=== INFORMATION SHOWN ===

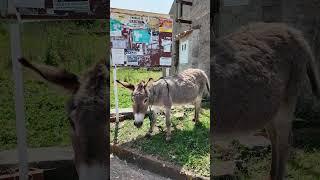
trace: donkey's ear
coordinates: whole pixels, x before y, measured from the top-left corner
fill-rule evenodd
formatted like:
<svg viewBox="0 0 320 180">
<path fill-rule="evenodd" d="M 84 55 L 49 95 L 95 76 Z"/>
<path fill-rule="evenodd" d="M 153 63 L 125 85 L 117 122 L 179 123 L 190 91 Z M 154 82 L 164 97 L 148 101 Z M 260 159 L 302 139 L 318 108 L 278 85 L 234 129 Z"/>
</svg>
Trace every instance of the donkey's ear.
<svg viewBox="0 0 320 180">
<path fill-rule="evenodd" d="M 123 87 L 125 87 L 125 88 L 127 88 L 127 89 L 129 89 L 131 91 L 134 91 L 134 89 L 135 89 L 134 85 L 131 84 L 131 83 L 121 82 L 119 80 L 116 80 L 116 81 L 117 81 L 117 83 L 121 84 Z"/>
<path fill-rule="evenodd" d="M 45 80 L 54 83 L 58 86 L 63 87 L 64 89 L 70 91 L 71 93 L 76 92 L 79 89 L 80 82 L 77 75 L 67 72 L 64 69 L 59 69 L 47 65 L 34 64 L 26 60 L 25 58 L 19 58 L 18 61 L 24 66 L 27 67 Z"/>
<path fill-rule="evenodd" d="M 146 85 L 144 85 L 144 87 L 148 87 L 148 85 L 149 85 L 150 83 L 152 83 L 152 82 L 153 82 L 153 79 L 152 79 L 152 78 L 149 78 L 148 82 L 146 83 Z"/>
</svg>

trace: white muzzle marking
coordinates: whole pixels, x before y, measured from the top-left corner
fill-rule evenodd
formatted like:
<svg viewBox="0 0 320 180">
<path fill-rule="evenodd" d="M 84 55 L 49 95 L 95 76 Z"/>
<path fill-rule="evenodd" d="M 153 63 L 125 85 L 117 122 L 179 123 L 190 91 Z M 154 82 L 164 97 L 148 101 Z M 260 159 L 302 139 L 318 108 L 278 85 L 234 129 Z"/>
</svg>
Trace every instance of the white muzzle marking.
<svg viewBox="0 0 320 180">
<path fill-rule="evenodd" d="M 134 121 L 136 123 L 141 123 L 143 122 L 143 119 L 144 119 L 144 114 L 141 114 L 141 113 L 136 113 L 134 114 Z"/>
</svg>

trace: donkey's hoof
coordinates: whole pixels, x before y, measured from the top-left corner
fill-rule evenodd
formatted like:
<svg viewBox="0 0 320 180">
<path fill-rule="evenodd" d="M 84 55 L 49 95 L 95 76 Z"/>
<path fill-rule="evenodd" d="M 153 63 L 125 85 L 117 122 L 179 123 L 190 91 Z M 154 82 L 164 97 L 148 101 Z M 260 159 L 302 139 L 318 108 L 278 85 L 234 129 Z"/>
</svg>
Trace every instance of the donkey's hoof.
<svg viewBox="0 0 320 180">
<path fill-rule="evenodd" d="M 166 137 L 166 141 L 167 141 L 167 142 L 171 141 L 171 136 L 167 136 L 167 137 Z"/>
<path fill-rule="evenodd" d="M 147 133 L 145 137 L 150 139 L 151 138 L 151 133 Z"/>
</svg>

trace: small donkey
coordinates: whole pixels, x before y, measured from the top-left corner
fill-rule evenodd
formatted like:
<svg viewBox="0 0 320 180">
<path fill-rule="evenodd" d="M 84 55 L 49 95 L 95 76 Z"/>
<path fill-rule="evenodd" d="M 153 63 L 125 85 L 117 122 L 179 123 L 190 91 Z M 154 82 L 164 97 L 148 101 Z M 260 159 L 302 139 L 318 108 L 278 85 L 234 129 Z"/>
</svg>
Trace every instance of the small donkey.
<svg viewBox="0 0 320 180">
<path fill-rule="evenodd" d="M 107 61 L 97 63 L 80 78 L 62 69 L 30 63 L 25 58 L 20 63 L 35 71 L 44 79 L 63 87 L 72 94 L 66 105 L 71 125 L 70 135 L 74 150 L 76 169 L 80 180 L 105 180 L 109 177 L 107 167 L 109 133 L 106 122 L 106 97 L 109 93 Z"/>
<path fill-rule="evenodd" d="M 286 24 L 254 23 L 216 39 L 211 55 L 212 144 L 265 128 L 272 147 L 270 179 L 284 179 L 291 124 L 305 75 L 320 97 L 311 47 L 300 31 Z"/>
<path fill-rule="evenodd" d="M 155 82 L 150 78 L 147 83 L 141 81 L 136 86 L 118 80 L 117 82 L 132 91 L 134 125 L 136 127 L 142 126 L 149 106 L 165 107 L 166 141 L 171 139 L 170 110 L 172 105 L 193 103 L 195 105 L 194 120 L 197 123 L 202 96 L 206 88 L 208 92 L 210 89 L 208 77 L 200 69 L 187 69 L 178 75 L 162 77 Z M 151 136 L 155 122 L 156 113 L 153 113 L 147 136 Z"/>
</svg>

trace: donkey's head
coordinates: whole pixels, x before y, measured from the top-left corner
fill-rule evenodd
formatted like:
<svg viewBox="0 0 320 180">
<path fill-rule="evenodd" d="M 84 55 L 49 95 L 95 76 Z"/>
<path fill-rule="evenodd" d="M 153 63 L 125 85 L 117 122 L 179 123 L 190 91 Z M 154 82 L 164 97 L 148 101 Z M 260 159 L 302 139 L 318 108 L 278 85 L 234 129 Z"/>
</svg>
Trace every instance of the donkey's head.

===

AIM OF THE EXERCISE: Each entry is to be returned as it stands, and each picture is to be left out.

SOLUTION:
trace: donkey's ear
coordinates: whole pixels, x before y, measured from the top-left corner
fill-rule evenodd
formatted like:
<svg viewBox="0 0 320 180">
<path fill-rule="evenodd" d="M 84 55 L 49 95 L 95 76 Z"/>
<path fill-rule="evenodd" d="M 153 63 L 125 85 L 117 122 L 179 123 L 190 91 Z M 154 82 L 164 97 L 148 101 Z M 260 159 L 302 139 L 318 108 L 278 85 L 234 129 Z"/>
</svg>
Trace every instance of the donkey's ear.
<svg viewBox="0 0 320 180">
<path fill-rule="evenodd" d="M 123 87 L 125 87 L 125 88 L 127 88 L 127 89 L 129 89 L 131 91 L 134 91 L 134 89 L 135 89 L 134 85 L 131 84 L 131 83 L 121 82 L 119 80 L 116 80 L 116 81 L 117 81 L 117 83 L 121 84 Z"/>
<path fill-rule="evenodd" d="M 45 80 L 54 83 L 58 86 L 63 87 L 64 89 L 70 91 L 71 93 L 76 92 L 79 89 L 80 82 L 77 75 L 67 72 L 64 69 L 59 69 L 47 65 L 34 64 L 26 60 L 25 58 L 19 58 L 18 61 L 24 66 L 27 67 Z"/>
<path fill-rule="evenodd" d="M 146 85 L 144 85 L 144 87 L 148 87 L 148 85 L 149 85 L 150 83 L 152 83 L 152 82 L 153 82 L 153 79 L 152 79 L 152 78 L 149 78 L 148 82 L 146 83 Z"/>
</svg>

trace: white muzzle marking
coordinates: whole pixels, x before y, measured from the top-left corner
fill-rule evenodd
formatted like:
<svg viewBox="0 0 320 180">
<path fill-rule="evenodd" d="M 84 55 L 49 95 L 95 76 Z"/>
<path fill-rule="evenodd" d="M 153 63 L 125 85 L 117 122 L 179 123 L 190 91 Z M 154 82 L 164 97 L 148 101 Z M 260 159 L 302 139 L 318 108 L 278 85 L 234 129 Z"/>
</svg>
Trace every instance of the white muzzle marking.
<svg viewBox="0 0 320 180">
<path fill-rule="evenodd" d="M 134 121 L 136 123 L 141 123 L 143 122 L 143 119 L 144 119 L 144 114 L 141 114 L 141 113 L 136 113 L 134 114 Z"/>
</svg>

trace: donkey's hoof
coordinates: whole pixels, x before y, measured from the top-left corner
fill-rule evenodd
formatted like:
<svg viewBox="0 0 320 180">
<path fill-rule="evenodd" d="M 84 55 L 49 95 L 95 76 Z"/>
<path fill-rule="evenodd" d="M 153 63 L 125 85 L 117 122 L 179 123 L 190 91 Z M 154 82 L 164 97 L 148 101 Z M 260 159 L 302 139 L 318 108 L 278 85 L 234 129 Z"/>
</svg>
Trace every instance of the donkey's hoof.
<svg viewBox="0 0 320 180">
<path fill-rule="evenodd" d="M 166 137 L 166 141 L 167 141 L 167 142 L 171 141 L 171 136 L 167 136 L 167 137 Z"/>
<path fill-rule="evenodd" d="M 147 133 L 145 137 L 150 139 L 151 138 L 151 133 Z"/>
</svg>

trace: small donkey
coordinates: whole pixels, x before y, measured from the top-left corner
fill-rule evenodd
formatted like:
<svg viewBox="0 0 320 180">
<path fill-rule="evenodd" d="M 84 55 L 49 95 L 95 76 Z"/>
<path fill-rule="evenodd" d="M 153 63 L 125 85 L 117 122 L 179 123 L 190 91 Z M 154 82 L 164 97 L 148 101 Z M 260 159 L 302 139 L 318 108 L 278 85 L 234 129 Z"/>
</svg>
Trace every instance of the small donkey.
<svg viewBox="0 0 320 180">
<path fill-rule="evenodd" d="M 107 61 L 97 63 L 80 78 L 62 69 L 30 63 L 25 58 L 20 63 L 35 71 L 44 79 L 63 87 L 72 94 L 66 105 L 71 125 L 70 135 L 74 150 L 76 169 L 80 180 L 105 180 L 109 177 L 107 167 L 109 133 L 106 122 L 106 97 L 109 93 Z"/>
<path fill-rule="evenodd" d="M 286 24 L 254 23 L 216 39 L 211 55 L 212 144 L 265 128 L 272 147 L 270 179 L 284 179 L 291 124 L 305 75 L 320 97 L 311 47 L 300 31 Z"/>
<path fill-rule="evenodd" d="M 155 82 L 150 78 L 147 83 L 141 81 L 136 86 L 118 80 L 117 82 L 132 91 L 134 125 L 136 127 L 142 126 L 149 106 L 165 107 L 166 141 L 171 139 L 170 110 L 172 105 L 193 103 L 195 105 L 194 120 L 197 123 L 202 96 L 206 88 L 208 92 L 210 89 L 208 77 L 200 69 L 187 69 L 178 75 L 162 77 Z M 151 136 L 155 122 L 156 113 L 153 113 L 147 136 Z"/>
</svg>

trace: donkey's head
coordinates: whole pixels, x before y, measured from the top-left corner
fill-rule evenodd
formatted like:
<svg viewBox="0 0 320 180">
<path fill-rule="evenodd" d="M 84 55 L 49 95 L 95 76 Z"/>
<path fill-rule="evenodd" d="M 153 63 L 125 85 L 117 122 L 179 123 L 190 91 Z M 154 82 L 164 97 L 148 101 Z M 260 159 L 302 139 L 318 108 L 278 85 L 234 129 Z"/>
</svg>
Trace every instance of the donkey's head.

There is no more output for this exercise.